Em meu epitáfio, gostaria de ler algo assim:
Aqui jaz um homem que viveu demais. Seus restos mortais foram doados para pessoas que ele espera que usem com tanta intensidade com quanto os usou antes. Suas memórias serão lembradas por toda a humanidade e seus feitos se tornarão lendas. Ele sorriu com os que sorriam, chorou com os que choraram, lutou ao lado dos que lutaram, e apoiou os que tinham medo de lutar. Seus sonhos transformaram os sonhos daqueles que o cercaram e ele fez diferença na vida daqueles que acreditaram nele. Ele sabia quem era. Deixará saudades para todos os que o encontraram.
Arrogância? Não. Quem não quer um epitáfio destes? Ter seus sonhos lembrados, ter seus atos cantados em canções? Vivo em um mundo meio capa-e-espada, como um cavaleiro da távola redonda, buscando salvar a donzela indefesa que é a humanidade. Às vezes me imagino em um cavalo branco, lutando contra dragões, bruxas e outros seres ainda mais vis. Na minha concepção de mundo tudo é muito simbólico.

» **TAREFA PROPOSTA**:
Escreva a continuação do trecho sobre o epitáfio, começando logo após a última frase apresentada.

» **SEÇÃO DE DADOS**:
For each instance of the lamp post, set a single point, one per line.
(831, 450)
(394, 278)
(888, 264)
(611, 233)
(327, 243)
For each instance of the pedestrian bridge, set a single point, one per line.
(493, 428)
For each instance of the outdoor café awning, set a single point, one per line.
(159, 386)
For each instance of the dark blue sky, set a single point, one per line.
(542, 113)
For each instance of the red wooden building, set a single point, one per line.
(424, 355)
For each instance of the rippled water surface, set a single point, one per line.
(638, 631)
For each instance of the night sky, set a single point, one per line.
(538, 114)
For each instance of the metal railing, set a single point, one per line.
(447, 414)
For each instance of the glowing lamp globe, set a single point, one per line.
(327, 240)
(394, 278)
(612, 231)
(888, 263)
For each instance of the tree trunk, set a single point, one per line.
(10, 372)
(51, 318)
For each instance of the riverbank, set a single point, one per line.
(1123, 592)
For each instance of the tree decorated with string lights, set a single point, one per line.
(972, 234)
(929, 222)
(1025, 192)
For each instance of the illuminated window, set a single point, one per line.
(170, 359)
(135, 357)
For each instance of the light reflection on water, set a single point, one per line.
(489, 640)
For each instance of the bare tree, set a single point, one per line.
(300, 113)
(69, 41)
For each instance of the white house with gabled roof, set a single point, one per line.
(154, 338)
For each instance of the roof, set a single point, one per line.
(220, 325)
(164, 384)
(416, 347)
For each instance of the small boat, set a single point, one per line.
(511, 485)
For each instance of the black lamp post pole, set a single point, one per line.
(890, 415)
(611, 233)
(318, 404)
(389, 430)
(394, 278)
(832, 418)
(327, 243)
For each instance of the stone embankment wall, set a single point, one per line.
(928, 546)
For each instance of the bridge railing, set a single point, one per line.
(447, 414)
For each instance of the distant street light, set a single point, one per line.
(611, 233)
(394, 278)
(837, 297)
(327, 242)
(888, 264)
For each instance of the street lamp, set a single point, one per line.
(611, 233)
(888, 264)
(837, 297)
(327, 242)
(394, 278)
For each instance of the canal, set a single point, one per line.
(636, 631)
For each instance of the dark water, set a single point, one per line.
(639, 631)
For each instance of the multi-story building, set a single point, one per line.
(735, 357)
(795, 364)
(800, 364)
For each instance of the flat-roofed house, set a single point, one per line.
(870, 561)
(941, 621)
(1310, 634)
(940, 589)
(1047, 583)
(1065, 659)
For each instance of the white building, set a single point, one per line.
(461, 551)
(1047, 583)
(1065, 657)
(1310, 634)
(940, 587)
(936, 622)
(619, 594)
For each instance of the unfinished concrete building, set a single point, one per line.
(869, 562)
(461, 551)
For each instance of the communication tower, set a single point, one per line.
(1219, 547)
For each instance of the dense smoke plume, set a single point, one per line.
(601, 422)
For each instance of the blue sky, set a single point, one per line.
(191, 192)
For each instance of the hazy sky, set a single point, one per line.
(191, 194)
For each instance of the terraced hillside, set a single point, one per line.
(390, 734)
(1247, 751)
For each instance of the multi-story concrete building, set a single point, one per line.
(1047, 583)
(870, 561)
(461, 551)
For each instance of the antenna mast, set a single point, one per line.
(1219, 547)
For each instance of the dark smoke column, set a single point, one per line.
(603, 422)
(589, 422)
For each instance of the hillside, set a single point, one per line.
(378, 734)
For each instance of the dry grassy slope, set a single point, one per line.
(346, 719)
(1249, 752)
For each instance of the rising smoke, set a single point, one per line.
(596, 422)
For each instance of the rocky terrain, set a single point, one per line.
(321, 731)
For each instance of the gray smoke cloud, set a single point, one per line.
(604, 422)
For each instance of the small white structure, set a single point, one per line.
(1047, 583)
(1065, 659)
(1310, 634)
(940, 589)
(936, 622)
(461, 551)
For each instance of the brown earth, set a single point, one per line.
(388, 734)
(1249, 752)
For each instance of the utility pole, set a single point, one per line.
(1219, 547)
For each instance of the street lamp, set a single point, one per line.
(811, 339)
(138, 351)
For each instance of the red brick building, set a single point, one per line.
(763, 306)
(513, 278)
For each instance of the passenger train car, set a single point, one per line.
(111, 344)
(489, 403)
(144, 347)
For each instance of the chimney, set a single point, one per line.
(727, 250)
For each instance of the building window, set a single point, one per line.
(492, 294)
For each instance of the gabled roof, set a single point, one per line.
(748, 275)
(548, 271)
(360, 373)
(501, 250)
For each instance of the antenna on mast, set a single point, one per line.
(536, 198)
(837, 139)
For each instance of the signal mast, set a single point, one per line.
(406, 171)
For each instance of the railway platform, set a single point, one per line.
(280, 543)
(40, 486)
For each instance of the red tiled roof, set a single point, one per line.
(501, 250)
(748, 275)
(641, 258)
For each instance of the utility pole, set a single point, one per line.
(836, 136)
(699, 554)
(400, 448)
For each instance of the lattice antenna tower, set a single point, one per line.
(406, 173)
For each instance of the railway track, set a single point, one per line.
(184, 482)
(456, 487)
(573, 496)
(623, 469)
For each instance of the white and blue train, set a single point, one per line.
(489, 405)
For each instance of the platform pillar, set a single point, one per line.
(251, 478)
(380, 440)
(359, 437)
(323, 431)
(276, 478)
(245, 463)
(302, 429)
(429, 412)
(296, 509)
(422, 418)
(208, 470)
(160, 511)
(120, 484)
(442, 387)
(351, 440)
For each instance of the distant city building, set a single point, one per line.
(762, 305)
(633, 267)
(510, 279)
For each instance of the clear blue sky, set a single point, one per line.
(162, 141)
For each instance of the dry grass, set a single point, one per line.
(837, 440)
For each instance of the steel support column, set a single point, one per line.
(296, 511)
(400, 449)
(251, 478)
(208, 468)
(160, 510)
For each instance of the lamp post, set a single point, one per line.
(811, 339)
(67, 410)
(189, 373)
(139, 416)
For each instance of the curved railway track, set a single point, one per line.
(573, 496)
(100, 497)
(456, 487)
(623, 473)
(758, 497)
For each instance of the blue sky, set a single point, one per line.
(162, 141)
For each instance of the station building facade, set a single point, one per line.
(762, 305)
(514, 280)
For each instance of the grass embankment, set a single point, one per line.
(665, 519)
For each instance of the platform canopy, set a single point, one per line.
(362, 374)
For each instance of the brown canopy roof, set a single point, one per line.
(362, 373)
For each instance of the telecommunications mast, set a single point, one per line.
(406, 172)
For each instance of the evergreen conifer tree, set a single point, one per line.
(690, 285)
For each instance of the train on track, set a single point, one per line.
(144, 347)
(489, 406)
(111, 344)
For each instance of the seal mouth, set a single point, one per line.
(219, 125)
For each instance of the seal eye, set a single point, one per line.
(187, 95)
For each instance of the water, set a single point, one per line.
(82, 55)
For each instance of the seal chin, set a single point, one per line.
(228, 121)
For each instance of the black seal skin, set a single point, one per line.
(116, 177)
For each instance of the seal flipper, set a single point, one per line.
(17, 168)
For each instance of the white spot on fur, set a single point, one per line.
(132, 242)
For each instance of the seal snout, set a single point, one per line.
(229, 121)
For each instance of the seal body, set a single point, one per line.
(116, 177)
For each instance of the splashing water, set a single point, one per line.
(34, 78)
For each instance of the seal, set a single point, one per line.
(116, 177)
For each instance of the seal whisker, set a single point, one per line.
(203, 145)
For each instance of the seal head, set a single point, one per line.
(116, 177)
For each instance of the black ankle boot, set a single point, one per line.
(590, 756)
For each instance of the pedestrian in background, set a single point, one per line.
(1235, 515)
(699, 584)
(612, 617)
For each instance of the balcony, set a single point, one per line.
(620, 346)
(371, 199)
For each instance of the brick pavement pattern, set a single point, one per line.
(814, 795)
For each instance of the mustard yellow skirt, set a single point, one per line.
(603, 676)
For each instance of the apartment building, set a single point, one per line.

» **RESPOSTA DA TAREFA**:
Mas esta é uma das minhas buscas: fazer diferença de forma que, depois de eu morrer, minha foto figure em livros de história como sendo algum tipo de pessoa que fez a diferença. Posso dizer, honestamente, que parece que isto é procurar a glória própria, mas não. Não é isso que quero.
Quero ter relevância. Na estrada da humanidade, onde todos somos pedrinhas de asfalto, há pessoas que são grandes lombadas, onde os carros da memória precisam passar com mais vagar e dizer “olhem, esta lombada existe”, enquanto a maioria de nós não é mais que um paralelepípedo perdido, querendo ser aquele aclive onde todos precisam ter cuidado.
O desejo honesto de todos nós é ter relevância. Fazer a diferença, sem arrogância. Sou jornalista, sofro da síndrome de Clark Kent: quero mudar o mundo.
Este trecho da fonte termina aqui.